**DOCUMENT SECTION**
▶
Maybe Mr. Obama decided during his time as an organizer, which inevitably involved a few victories and many frustrations, that if he couldn't beat those politicians, he would join them. Or maybe, as Mr. Owens and others suspect, he was eyeing an entry into politics all along.
Either way, there was no mystery within his circle about his long-term plans when, after three years of organizing, he decamped for Harvard; his message, upon announcing his departure, was that he would be able to do more good on the other side of the table, with the politicians. But neither was he animated by a particular policy mission; he seems to have believed he would bend the universe's moral arc toward justice – as he would later quote Martin Luther King Jr. – by tackling issues as they arose.
As his time in the White House reaches its end, it's obvious that in many ways, Mr. Obama exceeded the grandest expectations, from back then, of how he might employ his problem-solving skills. As President, he inherited an economy on the brink of collapse, and calmly navigated it to solid ground. He improved his country's image around much of the globe, lifting it from an all-time low. Convinced that health-care reform was the single biggest way to shrink inequality, he achieved reforms that dramatically reduced the number of uninsured Americans. He launched the first serious U.S. effort to tackle climate change. He did all that, and much else, while maintaining an even keel and an integrity that is already prompting nostalgia (and the highest approval ratings since his earliest days in office).
At the same time, it is impossible to ignore what the election of Mr. Trump says about his record, or at least what a large segment of his country thinks about it. The economic recovery has not been balanced; millions of Americans feel cast aside. The neighbourhoods where Mr. Obama once organized are going through some of their toughest – and most violent – times in decades. The world hardly seems a safer place than it was eight years ago, recent horrors in Syria serving as a stark reminder of how his caution and reserve sometimes come off as indifference. And for all his potential to bring people together, the 2016 election showcased a country as divided as ever – along partisan, racial and socioeconomic lines – and deeply pessimistic about its general direction.
Maybe none of this – the legacy of a conspicuously rational president in times that seem to border on the irrational – should be surprising. Especially not when you consider that the signs were all there for how Mr. Obama would address the biggest challenges of his era.
As the economy teetered, a cool aversion to class warfare
"He was so even-tempered," said Loretta Augustine-Herron, a teacher whom Mr. Obama trained as a volunteer back in his organizing days, and who in turn became something of a mother figure to him at the time. "I would be like 'Zing! Boom!' and he would take that second breath and start over."
◀
**AIM A**
In the passage about Mr. Obama, what reason did he give for leaving organizing to go to Harvard?
The records that follow have no connection to the passage about Mr. Obama above.

**DATASET**
▶
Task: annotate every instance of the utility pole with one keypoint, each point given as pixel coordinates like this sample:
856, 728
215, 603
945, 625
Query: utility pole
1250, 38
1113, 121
◀
**AIM B**
Print all of the records above, line for line, without any changes.

**FULL SOLUTION A**
When he announced his departure, his message was that he would be able to do more good on the other side of the table, working with the politicians.

**FULL SOLUTION B**
Task: annotate every instance of the utility pole with one keypoint, each point given as pixel coordinates like this sample:
856, 728
215, 603
945, 625
Query: utility pole
1250, 38
1113, 121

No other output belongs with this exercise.